- _Data_:
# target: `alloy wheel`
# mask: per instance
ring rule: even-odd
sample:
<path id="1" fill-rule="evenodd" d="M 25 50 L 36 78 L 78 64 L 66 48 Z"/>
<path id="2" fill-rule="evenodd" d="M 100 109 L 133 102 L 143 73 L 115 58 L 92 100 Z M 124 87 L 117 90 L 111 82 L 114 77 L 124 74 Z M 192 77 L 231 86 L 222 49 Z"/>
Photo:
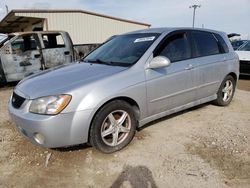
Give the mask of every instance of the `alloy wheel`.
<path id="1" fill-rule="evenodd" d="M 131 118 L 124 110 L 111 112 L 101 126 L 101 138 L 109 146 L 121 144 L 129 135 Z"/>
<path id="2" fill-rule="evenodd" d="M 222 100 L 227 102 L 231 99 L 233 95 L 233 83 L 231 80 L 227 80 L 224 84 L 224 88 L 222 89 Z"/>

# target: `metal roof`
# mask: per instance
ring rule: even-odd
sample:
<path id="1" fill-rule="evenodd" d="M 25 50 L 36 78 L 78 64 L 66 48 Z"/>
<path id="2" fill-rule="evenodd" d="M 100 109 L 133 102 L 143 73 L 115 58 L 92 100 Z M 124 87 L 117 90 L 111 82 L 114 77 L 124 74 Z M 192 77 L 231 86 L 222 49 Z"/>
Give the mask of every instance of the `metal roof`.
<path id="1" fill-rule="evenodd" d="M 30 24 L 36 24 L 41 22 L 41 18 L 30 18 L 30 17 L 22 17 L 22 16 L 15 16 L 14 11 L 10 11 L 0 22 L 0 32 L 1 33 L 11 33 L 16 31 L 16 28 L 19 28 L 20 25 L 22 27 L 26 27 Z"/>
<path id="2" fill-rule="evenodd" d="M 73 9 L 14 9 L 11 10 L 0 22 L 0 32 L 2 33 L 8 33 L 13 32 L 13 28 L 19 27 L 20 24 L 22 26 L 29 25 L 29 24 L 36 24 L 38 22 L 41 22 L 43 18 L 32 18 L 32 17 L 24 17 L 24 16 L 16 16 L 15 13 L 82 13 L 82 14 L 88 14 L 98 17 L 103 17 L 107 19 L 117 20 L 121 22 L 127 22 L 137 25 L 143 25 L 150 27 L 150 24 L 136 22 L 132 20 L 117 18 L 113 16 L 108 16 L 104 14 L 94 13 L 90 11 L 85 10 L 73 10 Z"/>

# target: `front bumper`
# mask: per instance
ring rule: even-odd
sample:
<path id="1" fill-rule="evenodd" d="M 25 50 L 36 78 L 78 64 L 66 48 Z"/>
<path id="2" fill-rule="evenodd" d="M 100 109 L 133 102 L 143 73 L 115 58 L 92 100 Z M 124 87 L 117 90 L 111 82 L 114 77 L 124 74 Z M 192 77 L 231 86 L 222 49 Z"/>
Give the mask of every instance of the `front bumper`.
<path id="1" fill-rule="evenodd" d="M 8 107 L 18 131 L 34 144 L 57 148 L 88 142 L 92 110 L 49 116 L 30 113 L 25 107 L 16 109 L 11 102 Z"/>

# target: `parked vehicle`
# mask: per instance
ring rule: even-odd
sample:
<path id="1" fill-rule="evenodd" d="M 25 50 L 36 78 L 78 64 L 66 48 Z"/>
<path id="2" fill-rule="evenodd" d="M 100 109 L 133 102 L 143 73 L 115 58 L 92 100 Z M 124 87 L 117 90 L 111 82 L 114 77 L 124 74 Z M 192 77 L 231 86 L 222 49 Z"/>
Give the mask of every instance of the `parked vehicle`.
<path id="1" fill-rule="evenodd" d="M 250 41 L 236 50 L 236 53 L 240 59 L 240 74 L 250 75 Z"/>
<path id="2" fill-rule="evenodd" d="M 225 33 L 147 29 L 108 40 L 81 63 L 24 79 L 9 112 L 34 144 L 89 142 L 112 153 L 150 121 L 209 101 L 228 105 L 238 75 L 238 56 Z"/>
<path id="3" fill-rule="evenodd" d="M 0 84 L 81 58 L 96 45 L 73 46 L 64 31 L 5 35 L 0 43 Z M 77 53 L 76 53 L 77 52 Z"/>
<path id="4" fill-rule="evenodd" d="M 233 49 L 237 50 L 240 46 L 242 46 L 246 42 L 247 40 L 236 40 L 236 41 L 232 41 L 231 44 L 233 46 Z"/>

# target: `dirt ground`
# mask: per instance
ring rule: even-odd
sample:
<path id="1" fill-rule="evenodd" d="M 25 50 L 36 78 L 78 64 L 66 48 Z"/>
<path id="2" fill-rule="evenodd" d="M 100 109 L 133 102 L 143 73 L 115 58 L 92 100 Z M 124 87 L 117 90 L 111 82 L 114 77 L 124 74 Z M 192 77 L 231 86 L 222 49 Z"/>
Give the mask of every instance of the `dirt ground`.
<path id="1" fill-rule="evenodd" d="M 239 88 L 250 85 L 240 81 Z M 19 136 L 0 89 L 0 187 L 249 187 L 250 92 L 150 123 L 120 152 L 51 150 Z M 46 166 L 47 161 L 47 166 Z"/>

- _Your instructions_: Copy all records exactly; omit images.

- _Solution_:
# target: `alloy wheel`
# mask: per instance
ring rule: even-odd
sample:
<path id="1" fill-rule="evenodd" d="M 25 50 L 36 78 L 78 64 L 66 48 Z"/>
<path id="2" fill-rule="evenodd" d="M 100 109 L 133 102 L 143 73 L 115 58 L 92 100 Z M 124 87 L 117 90 L 111 82 L 114 77 L 124 74 Z M 192 77 L 231 86 L 222 49 Z"/>
Photo:
Give the mask of every instance of the `alloy wheel`.
<path id="1" fill-rule="evenodd" d="M 131 118 L 124 110 L 111 112 L 101 126 L 101 138 L 109 146 L 121 144 L 129 135 Z"/>
<path id="2" fill-rule="evenodd" d="M 222 100 L 227 102 L 231 99 L 233 95 L 233 83 L 231 80 L 227 80 L 224 84 L 224 88 L 222 89 Z"/>

# target: `metal roof`
# mask: per instance
ring rule: even-odd
sample:
<path id="1" fill-rule="evenodd" d="M 25 50 L 36 78 L 78 64 L 66 48 Z"/>
<path id="2" fill-rule="evenodd" d="M 100 109 L 133 102 L 143 73 L 115 58 L 92 100 Z M 124 87 L 117 90 L 111 82 L 114 77 L 124 74 Z M 192 77 L 231 86 L 222 49 Z"/>
Give the mask of every instance of the `metal roof`.
<path id="1" fill-rule="evenodd" d="M 30 24 L 36 24 L 41 22 L 41 18 L 30 18 L 30 17 L 22 17 L 22 16 L 15 16 L 14 11 L 10 11 L 0 22 L 0 32 L 1 33 L 11 33 L 16 31 L 16 28 L 19 28 L 20 25 L 22 27 L 26 27 Z"/>
<path id="2" fill-rule="evenodd" d="M 73 9 L 14 9 L 11 10 L 0 22 L 0 32 L 2 33 L 8 33 L 13 32 L 13 28 L 19 27 L 20 24 L 22 26 L 29 25 L 29 24 L 36 24 L 38 22 L 41 22 L 43 18 L 32 18 L 32 17 L 24 17 L 24 16 L 16 16 L 15 13 L 82 13 L 82 14 L 88 14 L 98 17 L 103 17 L 107 19 L 117 20 L 121 22 L 127 22 L 137 25 L 143 25 L 150 27 L 150 24 L 136 22 L 132 20 L 117 18 L 113 16 L 108 16 L 104 14 L 94 13 L 90 11 L 85 10 L 73 10 Z"/>

# target: `front bumper`
# mask: per instance
ring rule: even-odd
sample:
<path id="1" fill-rule="evenodd" d="M 25 50 L 36 78 L 78 64 L 66 48 Z"/>
<path id="2" fill-rule="evenodd" d="M 100 109 L 133 102 L 143 73 L 115 58 L 92 100 Z M 124 87 L 117 90 L 111 82 L 114 77 L 124 74 Z M 192 77 L 231 86 L 222 49 Z"/>
Give the mask of every instance of the `front bumper`.
<path id="1" fill-rule="evenodd" d="M 8 107 L 18 131 L 34 144 L 57 148 L 88 142 L 92 110 L 49 116 L 30 113 L 25 107 L 16 109 L 11 102 Z"/>

# target: `parked vehicle`
# mask: per instance
ring rule: even-odd
sample:
<path id="1" fill-rule="evenodd" d="M 25 50 L 36 78 L 78 64 L 66 48 Z"/>
<path id="2" fill-rule="evenodd" d="M 100 109 L 133 102 L 143 73 L 115 58 L 92 100 Z M 124 87 L 117 90 L 111 82 L 114 77 L 124 74 Z M 192 77 L 231 86 L 222 49 Z"/>
Give the mask of every instance of the `parked vehicle`.
<path id="1" fill-rule="evenodd" d="M 250 41 L 236 50 L 236 53 L 240 59 L 240 74 L 250 75 Z"/>
<path id="2" fill-rule="evenodd" d="M 225 33 L 147 29 L 108 40 L 81 63 L 24 79 L 9 112 L 34 144 L 89 142 L 112 153 L 150 121 L 209 101 L 228 105 L 238 75 L 238 56 Z"/>
<path id="3" fill-rule="evenodd" d="M 0 84 L 81 58 L 96 45 L 73 46 L 64 31 L 5 35 L 0 43 Z M 77 53 L 76 53 L 77 52 Z"/>
<path id="4" fill-rule="evenodd" d="M 233 49 L 237 50 L 240 46 L 242 46 L 246 42 L 247 40 L 236 40 L 236 41 L 232 41 L 231 44 L 233 46 Z"/>

# target: `dirt ground`
# mask: per instance
ring rule: even-odd
sample:
<path id="1" fill-rule="evenodd" d="M 25 50 L 36 78 L 78 64 L 66 48 Z"/>
<path id="2" fill-rule="evenodd" d="M 100 109 L 133 102 L 143 73 L 115 58 L 92 100 Z M 124 87 L 117 90 L 111 82 L 114 77 L 124 74 Z M 192 77 L 231 86 L 222 49 Z"/>
Give the mask of every instance of the `dirt ground`.
<path id="1" fill-rule="evenodd" d="M 239 88 L 250 85 L 240 81 Z M 19 136 L 0 89 L 0 187 L 249 187 L 250 92 L 150 123 L 120 152 L 51 150 Z M 46 166 L 47 161 L 47 166 Z"/>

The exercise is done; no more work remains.